**Study material**
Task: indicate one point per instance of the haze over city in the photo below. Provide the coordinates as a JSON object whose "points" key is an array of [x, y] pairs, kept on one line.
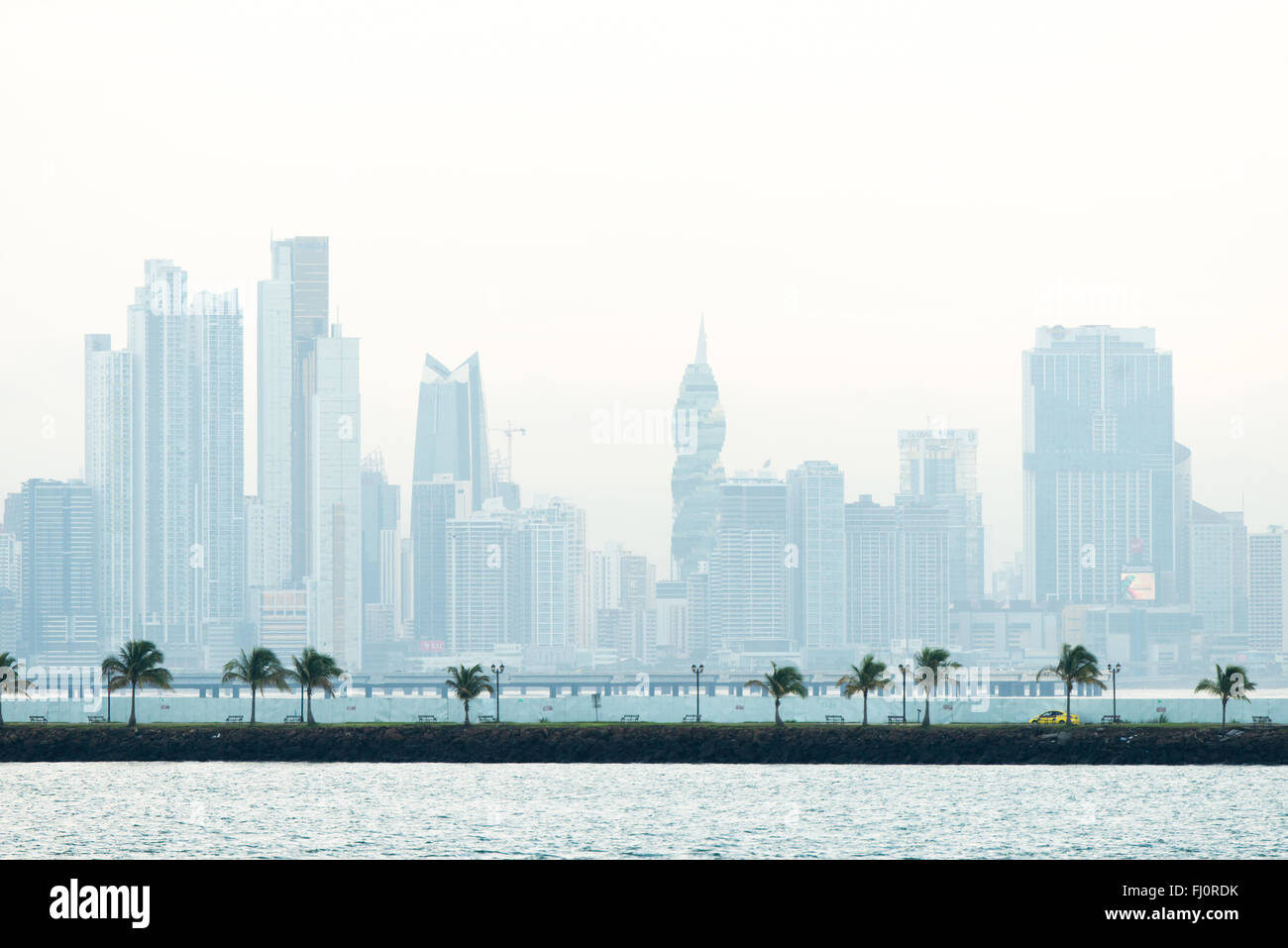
{"points": [[867, 206]]}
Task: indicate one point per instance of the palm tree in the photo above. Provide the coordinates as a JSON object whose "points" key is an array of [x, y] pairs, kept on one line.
{"points": [[864, 678], [9, 662], [1077, 666], [137, 664], [1231, 683], [469, 685], [780, 683], [259, 669], [931, 661], [313, 669]]}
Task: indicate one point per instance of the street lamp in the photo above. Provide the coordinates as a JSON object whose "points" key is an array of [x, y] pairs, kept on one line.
{"points": [[497, 670]]}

**Task to carry out**
Everything in the entries must be written out exactly; the pictures stay out.

**Answer space**
Task: indicate one point per instance of the haze over city in the photo below. Provide the coordinates as a JSON object whose "points" key is an array of [x, y] pairs, kept on one line.
{"points": [[867, 206]]}
Task: indicate one point per instance of the palm tree in the photo above. Provide the coordinates as a JSON object whose "points" key is an array of [x, y] pairs, kept on one line.
{"points": [[864, 678], [9, 662], [1077, 666], [137, 664], [1231, 683], [469, 685], [780, 683], [259, 669], [931, 661], [313, 669]]}
Task: indicate one point per instance of the street lamp in the photo above. Provide the coordinates as a JSON object whose "points" key is an array of [x, y] pairs, kept on one line.
{"points": [[497, 670]]}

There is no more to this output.